▶ **Data supplied**:
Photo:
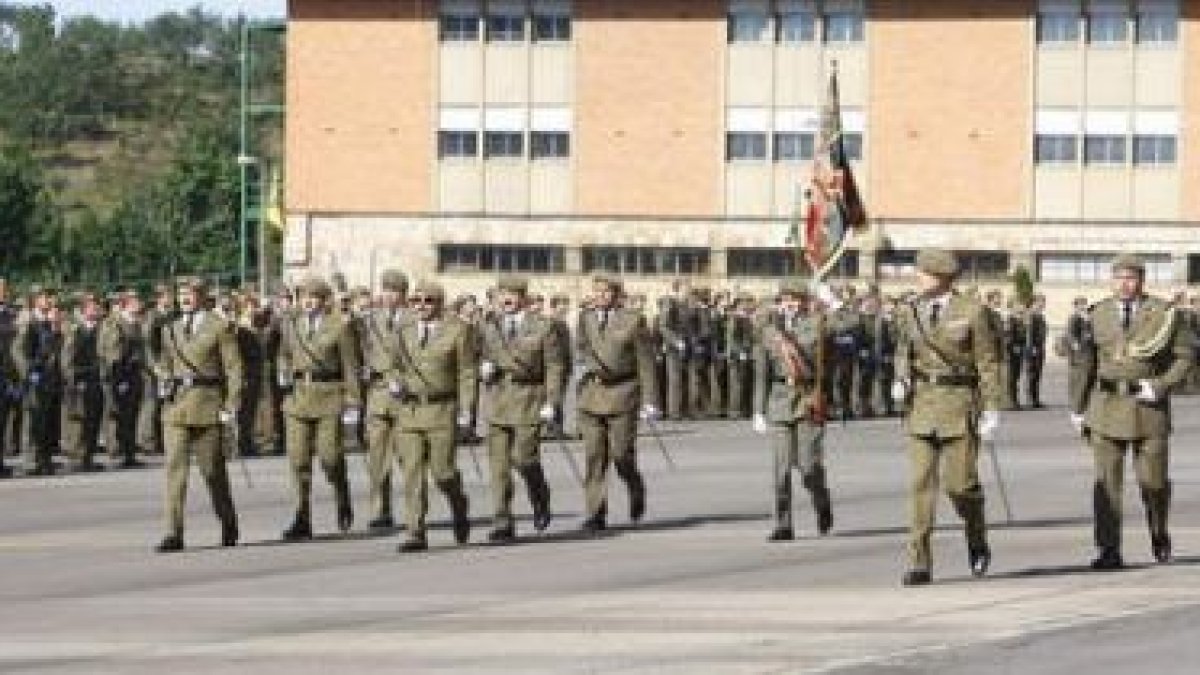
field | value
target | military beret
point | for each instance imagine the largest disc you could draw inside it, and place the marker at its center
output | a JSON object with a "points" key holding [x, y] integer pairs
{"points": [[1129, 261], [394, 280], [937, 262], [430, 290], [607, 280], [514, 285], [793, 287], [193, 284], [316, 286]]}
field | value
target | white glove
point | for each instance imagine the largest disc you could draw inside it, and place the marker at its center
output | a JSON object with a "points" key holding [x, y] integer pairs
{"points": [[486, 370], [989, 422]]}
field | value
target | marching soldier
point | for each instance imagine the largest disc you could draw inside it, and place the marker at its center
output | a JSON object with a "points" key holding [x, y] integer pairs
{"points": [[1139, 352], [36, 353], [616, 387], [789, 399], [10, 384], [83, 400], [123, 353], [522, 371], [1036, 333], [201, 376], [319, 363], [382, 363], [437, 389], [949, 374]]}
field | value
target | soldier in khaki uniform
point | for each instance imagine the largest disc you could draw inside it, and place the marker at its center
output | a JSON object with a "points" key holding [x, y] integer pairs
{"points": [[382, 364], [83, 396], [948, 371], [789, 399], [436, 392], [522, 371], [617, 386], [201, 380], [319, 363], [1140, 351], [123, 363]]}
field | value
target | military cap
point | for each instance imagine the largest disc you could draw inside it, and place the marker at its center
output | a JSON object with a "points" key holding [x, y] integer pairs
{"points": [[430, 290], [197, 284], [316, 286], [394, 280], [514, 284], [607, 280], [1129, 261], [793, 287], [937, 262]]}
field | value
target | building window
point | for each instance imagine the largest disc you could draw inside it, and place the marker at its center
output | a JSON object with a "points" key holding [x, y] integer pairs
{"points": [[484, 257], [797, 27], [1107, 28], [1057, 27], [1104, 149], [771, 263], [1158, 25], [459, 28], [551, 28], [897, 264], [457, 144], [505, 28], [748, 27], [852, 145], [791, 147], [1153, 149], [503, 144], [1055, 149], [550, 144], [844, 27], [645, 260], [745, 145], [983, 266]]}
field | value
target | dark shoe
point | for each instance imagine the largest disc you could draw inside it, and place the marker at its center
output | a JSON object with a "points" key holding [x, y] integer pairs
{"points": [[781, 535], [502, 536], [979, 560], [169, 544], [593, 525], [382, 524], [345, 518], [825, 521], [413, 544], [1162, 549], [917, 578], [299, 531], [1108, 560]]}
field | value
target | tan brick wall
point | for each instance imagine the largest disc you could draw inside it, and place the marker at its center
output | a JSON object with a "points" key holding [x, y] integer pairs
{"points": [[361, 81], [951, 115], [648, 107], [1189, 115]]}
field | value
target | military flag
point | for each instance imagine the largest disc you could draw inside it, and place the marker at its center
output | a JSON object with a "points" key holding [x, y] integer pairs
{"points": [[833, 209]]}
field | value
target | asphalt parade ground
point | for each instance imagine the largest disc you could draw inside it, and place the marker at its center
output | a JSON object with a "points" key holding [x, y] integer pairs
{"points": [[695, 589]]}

▶ **Task goal**:
Everything above except the pictures needs to be reproduced exactly.

▶ **Result of the exercise**:
Photo:
field | value
target | military beret
point | for each instance imagine the largest disc you could draw inside it, and place the marker at its center
output | a JSON object with a "points" key holding [x, y] integer pairs
{"points": [[1129, 261], [394, 280], [937, 262], [430, 290], [607, 280], [514, 285], [793, 287], [193, 284], [316, 286]]}
field | value
target | white glove
point | for each instance imagine the largest disc you could draw inside it, and place the marker at its center
output | a JSON object with a "points" key holding [x, y] integer pairs
{"points": [[486, 370], [989, 422]]}
field | value
target | marching soldier
point | for each instance imagine the largest disc you could draw inside it, and place the marker at its center
output | a JSON object with a "points" key holding [x, y] integer pairs
{"points": [[1139, 352], [36, 353], [616, 387], [789, 399], [10, 384], [83, 400], [123, 353], [522, 371], [1036, 333], [201, 376], [319, 363], [382, 363], [437, 389], [949, 374]]}
field | value
target | soldier in khaki uniform
point | for each instance imagine the largest disc you could draw inside it, and place the marker at its center
output | a JSON object with a "points" key holding [x, y] integer pairs
{"points": [[382, 364], [83, 396], [948, 371], [789, 399], [436, 392], [522, 371], [617, 386], [201, 380], [319, 363], [1140, 351], [123, 363]]}
field | value
target | military cap
point | for each instance imagine the largest disc you could draw inside it, and place the marker at its center
output | a JSON object with a "points" key holding [x, y] integer pairs
{"points": [[430, 290], [197, 284], [316, 286], [394, 280], [514, 284], [607, 280], [1129, 261], [793, 287], [937, 262]]}
field | value
target | building window
point | for each instance imagine the largest disc you could draw inside it, and place the marker at its center
output | a JSON object with a "points" key holding [x, y] integer pairs
{"points": [[484, 257], [797, 27], [1107, 28], [1057, 27], [1104, 149], [771, 263], [1158, 25], [459, 28], [551, 28], [897, 264], [457, 144], [505, 28], [748, 27], [852, 145], [791, 147], [1153, 149], [503, 144], [1055, 149], [550, 144], [844, 27], [645, 260], [745, 145], [983, 266]]}
field | value
target | dark shoe
point | for each instance imagine the largest disc you could draw inside it, and place the marker at its center
output | a JSON object with a "points" key holding [x, y] integer pairs
{"points": [[781, 535], [502, 536], [979, 560], [169, 544], [593, 525], [382, 524], [345, 518], [825, 521], [413, 544], [1162, 549], [917, 578], [299, 531], [1108, 560]]}
field | value
target | tan brick wall
point | for each instance imagine the largest disc you could draw inside it, and place the marker at its center
output | a JSON object with a "points" key holding [x, y] integer pairs
{"points": [[361, 81], [951, 115], [648, 107], [1189, 115]]}
field | value
target | military flag
point | for each instance imagine the largest disc you could draw inside it, and place the marker at its center
output | a JSON object with a "points" key holding [x, y] integer pairs
{"points": [[833, 209]]}
field | value
target | asphalt parade ground
point | for each instance imagine the largest disc you could draw inside it, and place the marker at its center
output | a JSON object with a "points" key holding [x, y] integer pairs
{"points": [[695, 589]]}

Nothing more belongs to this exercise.